PROBLEM DETAILS.
Everything in the listing below needs to be returned word for word.

*** Opening SOURCE DATA ***

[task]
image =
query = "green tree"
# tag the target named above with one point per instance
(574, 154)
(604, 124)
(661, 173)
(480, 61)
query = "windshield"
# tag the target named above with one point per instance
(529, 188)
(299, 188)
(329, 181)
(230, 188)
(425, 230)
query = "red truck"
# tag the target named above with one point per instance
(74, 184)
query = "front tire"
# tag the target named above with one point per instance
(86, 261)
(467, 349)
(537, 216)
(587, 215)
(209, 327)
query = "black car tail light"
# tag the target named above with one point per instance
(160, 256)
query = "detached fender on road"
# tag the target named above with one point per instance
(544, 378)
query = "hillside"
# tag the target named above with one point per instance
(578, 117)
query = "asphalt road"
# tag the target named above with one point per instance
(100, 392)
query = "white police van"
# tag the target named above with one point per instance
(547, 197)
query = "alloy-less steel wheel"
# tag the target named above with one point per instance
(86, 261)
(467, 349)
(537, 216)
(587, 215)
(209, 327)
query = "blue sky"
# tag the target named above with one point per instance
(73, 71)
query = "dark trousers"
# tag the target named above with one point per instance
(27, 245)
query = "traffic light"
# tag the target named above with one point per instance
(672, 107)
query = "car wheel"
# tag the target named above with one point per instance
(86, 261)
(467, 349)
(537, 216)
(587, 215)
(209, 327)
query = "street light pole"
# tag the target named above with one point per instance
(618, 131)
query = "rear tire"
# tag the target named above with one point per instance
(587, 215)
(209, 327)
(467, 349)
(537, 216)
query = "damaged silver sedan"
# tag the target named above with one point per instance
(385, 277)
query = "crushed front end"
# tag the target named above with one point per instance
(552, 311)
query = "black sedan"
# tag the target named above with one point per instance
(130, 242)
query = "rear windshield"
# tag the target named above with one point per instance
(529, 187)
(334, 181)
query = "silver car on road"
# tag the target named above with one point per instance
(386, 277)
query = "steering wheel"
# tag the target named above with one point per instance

*** Closing SOURCE DATA ***

TASK ANSWER.
[task]
image =
query = "green tree"
# tag the target named above with one point per instance
(574, 154)
(604, 124)
(661, 173)
(480, 61)
query = "windshield"
# tag the target named above with one point per instance
(529, 188)
(299, 188)
(329, 181)
(230, 188)
(425, 230)
query = "red truck"
# tag the target named above with one point per instance
(74, 184)
query = "front tire"
# tag the target named above with one point per instance
(86, 261)
(467, 349)
(537, 216)
(587, 215)
(209, 327)
query = "black car tail light"
# tag the target named above with one point per instance
(160, 256)
query = "detached fender on road"
# tag the target named above with one point per instance
(544, 378)
query = "hillside"
# tag the target named above with one point per instance
(578, 117)
query = "asphalt road"
# tag the target named above with one point per instance
(100, 392)
query = "white police van"
# tag the target named above with one point per instance
(547, 197)
query = "alloy-less steel wheel"
# tag the target named above with one point per instance
(86, 261)
(467, 349)
(537, 216)
(587, 215)
(209, 327)
query = "blue sky"
# tag the target named above with one point per instance
(73, 71)
query = "dark trousers"
# tag the target named above with one point per instance
(27, 245)
query = "traffic light"
# tag the target named above with one point per instance
(672, 107)
query = "car wheel"
# tag the target named above with one point per instance
(86, 261)
(467, 349)
(537, 216)
(587, 215)
(209, 327)
query = "street light pole"
# tag the target named above with one point per instance
(618, 131)
query = "rear tire"
# tag the target named above with one point per instance
(587, 215)
(209, 327)
(467, 349)
(537, 216)
query = "damaged silver sedan"
# tag the target named above with one point per instance
(385, 277)
query = "crushed front end"
# tag the target named above with one point per instance
(552, 311)
query = "black sedan"
# tag the target named above with one point per instance
(130, 242)
query = "rear windshield"
# tag the target named above with one point per instance
(529, 187)
(334, 181)
query = "silver car on road"
# tag the target named above with one point per instance
(386, 277)
query = "steering wheel"
# tag the target named above with one point per instance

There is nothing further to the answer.